Copy out the data below with each "thin twig" changed to "slender branch" and everything else left unchanged. Leave the pictures out.

########

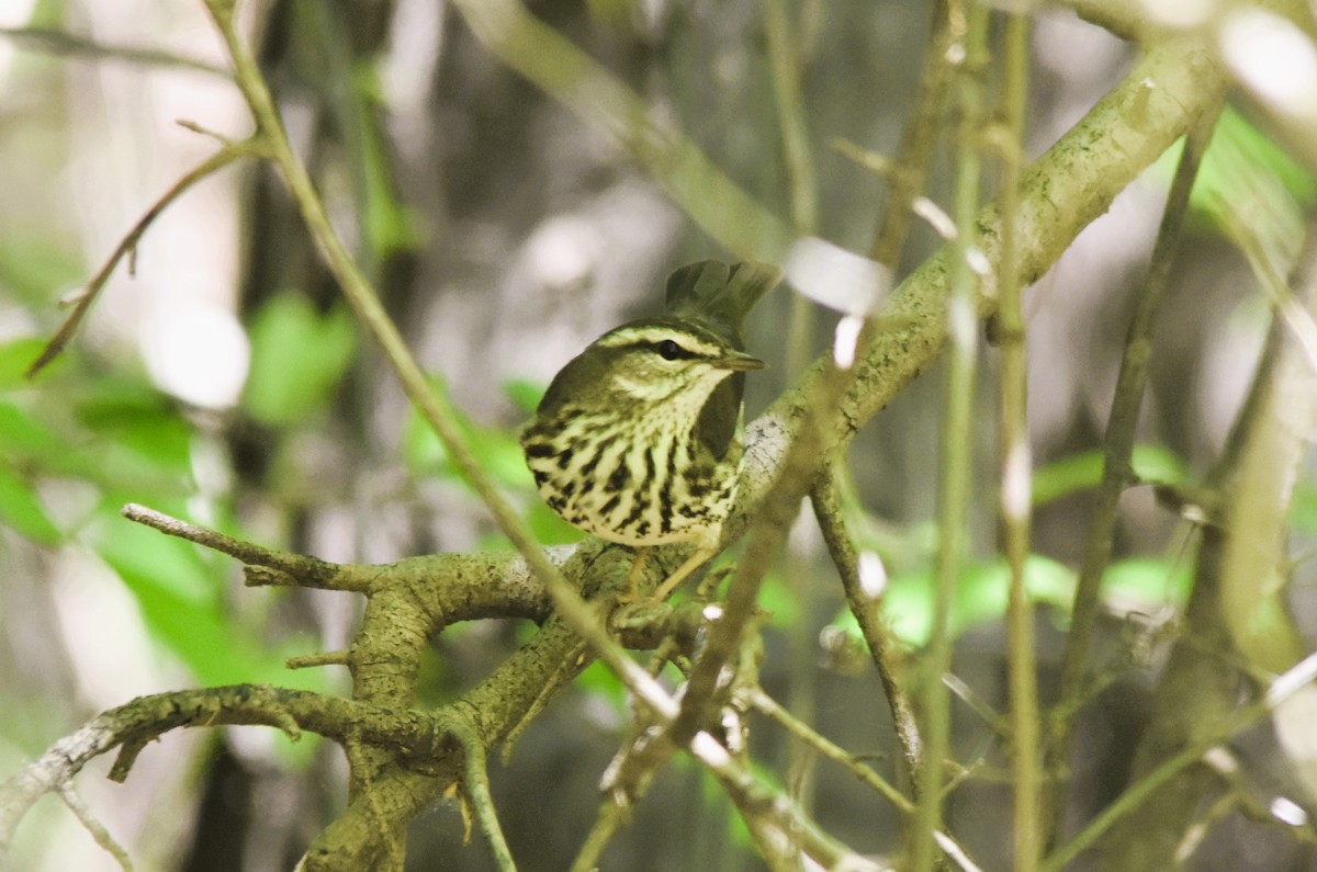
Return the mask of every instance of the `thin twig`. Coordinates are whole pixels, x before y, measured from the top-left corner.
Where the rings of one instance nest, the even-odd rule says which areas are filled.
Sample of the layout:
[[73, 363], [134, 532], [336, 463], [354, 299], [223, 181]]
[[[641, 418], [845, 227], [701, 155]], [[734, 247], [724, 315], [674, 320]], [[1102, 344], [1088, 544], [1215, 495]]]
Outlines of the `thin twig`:
[[74, 813], [75, 818], [78, 818], [78, 822], [82, 823], [87, 832], [91, 834], [91, 838], [96, 840], [96, 844], [99, 844], [105, 854], [115, 858], [115, 861], [119, 863], [119, 868], [124, 872], [133, 872], [133, 859], [128, 856], [128, 851], [124, 846], [115, 840], [115, 836], [109, 834], [105, 825], [96, 818], [96, 814], [90, 807], [87, 807], [87, 804], [83, 802], [82, 797], [78, 796], [78, 792], [74, 790], [72, 784], [65, 781], [59, 785], [57, 792], [59, 793], [59, 798], [65, 801], [65, 805], [68, 806], [68, 810]]
[[810, 501], [814, 506], [814, 518], [823, 532], [823, 541], [827, 544], [828, 555], [842, 577], [842, 589], [846, 591], [846, 602], [855, 615], [855, 622], [864, 636], [864, 644], [869, 649], [869, 657], [878, 670], [878, 680], [888, 697], [888, 707], [892, 711], [892, 723], [896, 728], [897, 742], [901, 744], [901, 757], [906, 765], [906, 778], [918, 794], [919, 757], [922, 743], [919, 739], [919, 724], [910, 706], [910, 698], [897, 682], [896, 670], [888, 663], [888, 652], [892, 647], [892, 632], [882, 622], [882, 599], [865, 590], [860, 578], [860, 560], [855, 553], [846, 531], [846, 519], [842, 515], [840, 501], [836, 493], [836, 473], [828, 469], [814, 482], [810, 491]]
[[[936, 863], [934, 832], [942, 829], [943, 761], [951, 746], [951, 703], [940, 677], [951, 670], [951, 606], [965, 555], [965, 523], [969, 514], [971, 458], [973, 454], [975, 368], [977, 354], [977, 303], [980, 277], [969, 258], [979, 254], [975, 216], [980, 199], [979, 126], [984, 87], [980, 79], [986, 55], [988, 8], [973, 4], [963, 40], [964, 68], [956, 75], [957, 149], [955, 216], [959, 228], [952, 244], [951, 298], [947, 300], [946, 411], [942, 420], [942, 482], [938, 498], [938, 555], [934, 566], [932, 628], [926, 663], [931, 680], [925, 682], [923, 769], [919, 776], [919, 814], [914, 829], [910, 868], [931, 869]], [[954, 30], [956, 20], [954, 20]]]
[[[881, 793], [903, 814], [913, 815], [917, 811], [915, 804], [892, 786], [885, 778], [882, 778], [882, 776], [861, 764], [853, 755], [847, 753], [846, 748], [834, 744], [826, 736], [810, 728], [807, 723], [793, 717], [781, 705], [778, 705], [776, 699], [763, 690], [756, 690], [751, 695], [751, 705], [756, 711], [772, 718], [785, 730], [790, 731], [790, 734], [795, 738], [809, 743], [810, 747], [828, 760], [842, 764], [847, 772]], [[940, 847], [947, 856], [955, 860], [956, 864], [965, 872], [977, 872], [980, 869], [979, 864], [969, 858], [969, 854], [964, 850], [964, 847], [961, 847], [960, 843], [957, 843], [950, 834], [939, 830], [934, 834], [934, 839], [936, 840], [938, 847]]]
[[1264, 718], [1300, 688], [1312, 684], [1314, 678], [1317, 678], [1317, 653], [1309, 655], [1293, 669], [1279, 676], [1266, 694], [1230, 713], [1217, 728], [1202, 728], [1201, 738], [1188, 743], [1179, 753], [1162, 761], [1155, 769], [1130, 785], [1125, 793], [1102, 809], [1102, 813], [1093, 818], [1079, 835], [1051, 854], [1043, 861], [1042, 872], [1062, 872], [1080, 854], [1092, 847], [1117, 821], [1134, 814], [1162, 785], [1201, 760], [1202, 755], [1216, 746]]
[[174, 200], [183, 195], [184, 191], [191, 188], [194, 184], [202, 179], [215, 174], [216, 171], [224, 169], [234, 161], [241, 161], [242, 158], [253, 158], [263, 155], [263, 142], [258, 137], [245, 140], [242, 142], [227, 142], [219, 151], [205, 158], [195, 167], [192, 167], [183, 178], [170, 186], [161, 199], [155, 200], [146, 213], [137, 220], [133, 229], [128, 232], [124, 238], [119, 241], [115, 248], [113, 254], [109, 256], [96, 274], [87, 282], [84, 287], [76, 296], [74, 302], [72, 311], [65, 317], [65, 323], [59, 325], [59, 331], [54, 337], [46, 342], [41, 354], [32, 362], [28, 368], [26, 377], [36, 378], [47, 364], [59, 357], [59, 353], [65, 350], [65, 346], [72, 341], [74, 335], [78, 332], [78, 325], [82, 324], [83, 317], [91, 310], [92, 303], [100, 295], [105, 283], [109, 282], [109, 277], [113, 275], [115, 267], [119, 266], [120, 261], [125, 257], [132, 262], [133, 256], [137, 252], [137, 244], [141, 242], [142, 234], [146, 233], [148, 228], [159, 217]]
[[1015, 872], [1034, 872], [1042, 854], [1039, 826], [1040, 759], [1038, 752], [1038, 677], [1034, 660], [1034, 610], [1025, 590], [1029, 559], [1033, 466], [1029, 448], [1029, 368], [1025, 319], [1015, 267], [1019, 175], [1023, 163], [1025, 105], [1029, 90], [1029, 14], [1006, 18], [1004, 62], [1006, 80], [1001, 148], [1001, 263], [997, 269], [997, 320], [1001, 349], [1001, 523], [1010, 591], [1006, 634], [1010, 684], [1010, 752], [1015, 792]]
[[257, 545], [242, 539], [225, 536], [215, 530], [208, 530], [205, 527], [191, 524], [186, 520], [179, 520], [178, 518], [171, 518], [170, 515], [155, 511], [154, 508], [148, 508], [146, 506], [138, 506], [137, 503], [128, 503], [120, 510], [120, 514], [122, 514], [128, 520], [144, 524], [151, 530], [158, 530], [166, 536], [186, 539], [212, 551], [217, 551], [221, 555], [228, 555], [248, 566], [261, 566], [275, 570], [288, 578], [315, 580], [316, 586], [327, 590], [353, 590], [357, 593], [370, 591], [366, 578], [353, 576], [350, 573], [342, 573], [340, 572], [341, 568], [337, 564], [331, 564], [320, 560], [319, 557], [294, 555], [286, 551], [265, 548], [263, 545]]
[[[1171, 265], [1180, 244], [1180, 231], [1189, 211], [1189, 192], [1197, 178], [1202, 154], [1212, 140], [1220, 112], [1221, 103], [1218, 100], [1202, 112], [1192, 132], [1185, 137], [1184, 153], [1180, 155], [1175, 179], [1171, 182], [1162, 225], [1158, 228], [1156, 242], [1152, 246], [1148, 274], [1139, 290], [1138, 306], [1130, 320], [1121, 370], [1115, 382], [1115, 394], [1112, 400], [1112, 414], [1104, 437], [1102, 485], [1098, 490], [1097, 506], [1093, 510], [1093, 520], [1080, 564], [1079, 582], [1075, 587], [1071, 630], [1065, 636], [1065, 649], [1062, 653], [1058, 706], [1072, 706], [1072, 701], [1084, 694], [1088, 651], [1098, 618], [1102, 570], [1112, 556], [1121, 494], [1133, 476], [1130, 454], [1134, 449], [1134, 433], [1152, 353], [1152, 328], [1169, 283]], [[1048, 736], [1046, 752], [1047, 781], [1051, 788], [1044, 802], [1048, 826], [1046, 846], [1054, 844], [1060, 836], [1065, 814], [1067, 789], [1063, 776], [1073, 740], [1075, 719], [1065, 718], [1054, 722], [1052, 726], [1055, 732]]]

########

→ **RESULT OF THE TASK**:
Return the mask of every instance of the `slender branch`. Coordinates are whole pixels, x before y, measured from the top-left corner.
Where the rings of one instance nest, the even-odd rule says which areas are filled.
Sample of the layout:
[[73, 363], [134, 532], [336, 463], [354, 299], [223, 181]]
[[[641, 418], [845, 227], [701, 155]], [[734, 247], [724, 315], [674, 320]], [[1102, 344], [1088, 544], [1215, 495]]]
Outlines of the `slender branch`:
[[74, 813], [75, 818], [78, 818], [78, 822], [82, 823], [87, 832], [91, 834], [91, 838], [96, 840], [96, 844], [99, 844], [105, 854], [115, 858], [115, 861], [119, 863], [119, 868], [124, 872], [133, 872], [133, 859], [128, 856], [128, 851], [124, 846], [115, 840], [115, 836], [109, 834], [105, 825], [96, 818], [96, 814], [90, 807], [87, 807], [87, 804], [83, 802], [82, 797], [78, 796], [78, 792], [74, 790], [72, 784], [65, 781], [59, 785], [57, 792], [59, 793], [59, 798], [65, 801], [65, 805], [68, 806], [68, 810]]
[[810, 501], [814, 506], [814, 518], [823, 532], [823, 541], [827, 544], [828, 555], [842, 577], [842, 589], [846, 591], [846, 602], [855, 615], [855, 622], [864, 636], [864, 644], [869, 649], [869, 657], [878, 670], [878, 680], [888, 697], [888, 707], [892, 711], [892, 723], [896, 728], [897, 742], [901, 744], [901, 757], [906, 765], [906, 778], [918, 794], [919, 757], [922, 743], [919, 739], [919, 724], [910, 706], [910, 698], [897, 682], [896, 670], [888, 663], [888, 652], [892, 647], [892, 632], [882, 622], [882, 599], [865, 590], [860, 578], [860, 560], [855, 553], [846, 531], [846, 519], [842, 515], [840, 501], [836, 493], [836, 473], [828, 469], [814, 482], [810, 491]]
[[[936, 863], [934, 832], [942, 829], [943, 761], [951, 746], [951, 703], [940, 677], [951, 670], [951, 606], [965, 555], [965, 523], [969, 514], [971, 458], [973, 454], [975, 368], [977, 354], [977, 303], [980, 277], [969, 258], [979, 254], [975, 216], [980, 199], [979, 126], [984, 87], [980, 79], [986, 55], [988, 8], [973, 4], [963, 40], [964, 68], [956, 75], [957, 149], [955, 216], [959, 228], [952, 244], [951, 298], [947, 300], [946, 411], [942, 420], [942, 482], [938, 498], [938, 555], [934, 566], [932, 628], [926, 663], [931, 680], [925, 682], [923, 769], [919, 776], [919, 814], [914, 829], [910, 868], [931, 869]], [[954, 30], [956, 20], [954, 20]]]
[[[881, 793], [903, 814], [913, 815], [917, 811], [915, 804], [892, 786], [885, 778], [882, 778], [882, 776], [861, 764], [853, 755], [847, 753], [846, 748], [834, 744], [826, 736], [810, 728], [807, 723], [793, 717], [781, 705], [778, 705], [776, 699], [763, 690], [756, 690], [751, 695], [751, 705], [756, 711], [772, 718], [785, 730], [790, 731], [790, 734], [795, 738], [809, 743], [810, 747], [828, 760], [842, 764], [847, 772]], [[940, 847], [947, 856], [955, 860], [956, 864], [965, 872], [977, 872], [980, 869], [979, 864], [969, 858], [969, 854], [964, 850], [964, 847], [961, 847], [960, 843], [957, 843], [950, 834], [939, 830], [934, 834], [934, 839], [936, 840], [938, 847]]]
[[1264, 718], [1300, 688], [1312, 684], [1314, 678], [1317, 678], [1317, 653], [1309, 655], [1293, 669], [1279, 676], [1266, 694], [1230, 713], [1217, 728], [1202, 728], [1201, 738], [1188, 743], [1179, 753], [1162, 761], [1155, 769], [1130, 785], [1125, 793], [1102, 809], [1102, 813], [1093, 818], [1079, 835], [1051, 854], [1043, 861], [1042, 872], [1062, 872], [1080, 854], [1092, 847], [1117, 821], [1134, 814], [1162, 785], [1201, 760], [1202, 755], [1216, 746]]
[[174, 200], [183, 195], [184, 191], [191, 188], [194, 184], [202, 179], [215, 174], [216, 171], [224, 169], [234, 161], [241, 161], [242, 158], [253, 158], [263, 155], [263, 142], [258, 137], [245, 140], [242, 142], [227, 142], [219, 151], [205, 158], [195, 167], [192, 167], [183, 178], [170, 186], [161, 199], [155, 200], [146, 213], [137, 220], [133, 229], [128, 232], [124, 238], [119, 241], [115, 248], [113, 254], [109, 256], [96, 274], [87, 282], [84, 287], [76, 296], [74, 302], [72, 311], [65, 317], [65, 323], [59, 325], [59, 331], [54, 337], [46, 342], [41, 354], [32, 362], [28, 368], [26, 377], [36, 378], [47, 364], [59, 357], [59, 353], [65, 350], [65, 346], [72, 341], [74, 335], [78, 332], [78, 325], [82, 324], [83, 317], [91, 310], [92, 303], [100, 295], [105, 283], [109, 282], [109, 277], [113, 275], [115, 267], [119, 266], [120, 261], [125, 257], [132, 262], [133, 256], [137, 252], [137, 244], [141, 242], [142, 234], [146, 233], [148, 228], [159, 217]]
[[1015, 872], [1034, 872], [1042, 854], [1039, 826], [1040, 759], [1038, 752], [1038, 677], [1034, 660], [1034, 610], [1025, 590], [1029, 559], [1033, 466], [1029, 448], [1029, 368], [1025, 319], [1015, 267], [1019, 175], [1023, 163], [1025, 105], [1029, 90], [1029, 14], [1006, 18], [1004, 62], [1006, 80], [1001, 148], [1001, 263], [997, 269], [997, 320], [1001, 349], [1001, 523], [1010, 591], [1006, 634], [1010, 684], [1010, 752], [1015, 792]]
[[257, 545], [242, 539], [225, 536], [215, 530], [208, 530], [205, 527], [191, 524], [186, 520], [179, 520], [178, 518], [171, 518], [170, 515], [155, 511], [154, 508], [148, 508], [146, 506], [138, 506], [137, 503], [128, 503], [120, 510], [120, 514], [122, 514], [128, 520], [144, 524], [151, 530], [158, 530], [166, 536], [186, 539], [212, 551], [217, 551], [221, 555], [228, 555], [248, 566], [261, 566], [275, 570], [288, 578], [315, 580], [316, 586], [327, 590], [353, 590], [357, 593], [370, 591], [366, 578], [353, 576], [350, 573], [342, 573], [340, 572], [341, 568], [337, 564], [331, 564], [320, 560], [319, 557], [294, 555], [286, 551], [265, 548], [263, 545]]
[[[1171, 265], [1180, 244], [1180, 231], [1189, 211], [1189, 192], [1197, 178], [1202, 154], [1212, 140], [1220, 112], [1221, 103], [1218, 100], [1202, 112], [1192, 132], [1185, 137], [1184, 153], [1180, 155], [1175, 179], [1171, 182], [1162, 225], [1158, 228], [1156, 242], [1152, 246], [1148, 274], [1139, 290], [1138, 306], [1130, 320], [1121, 370], [1115, 382], [1115, 394], [1112, 400], [1112, 414], [1104, 437], [1102, 485], [1098, 490], [1097, 506], [1093, 510], [1093, 520], [1080, 564], [1079, 582], [1075, 587], [1071, 630], [1065, 636], [1065, 649], [1062, 653], [1058, 706], [1072, 706], [1072, 701], [1084, 694], [1088, 651], [1098, 618], [1102, 570], [1112, 556], [1121, 494], [1133, 476], [1130, 454], [1134, 449], [1134, 433], [1152, 353], [1152, 328], [1169, 283]], [[1048, 736], [1046, 752], [1047, 781], [1051, 788], [1044, 802], [1048, 826], [1046, 846], [1054, 844], [1060, 836], [1065, 814], [1067, 789], [1063, 776], [1073, 740], [1075, 719], [1065, 718], [1054, 722], [1052, 726], [1055, 732]]]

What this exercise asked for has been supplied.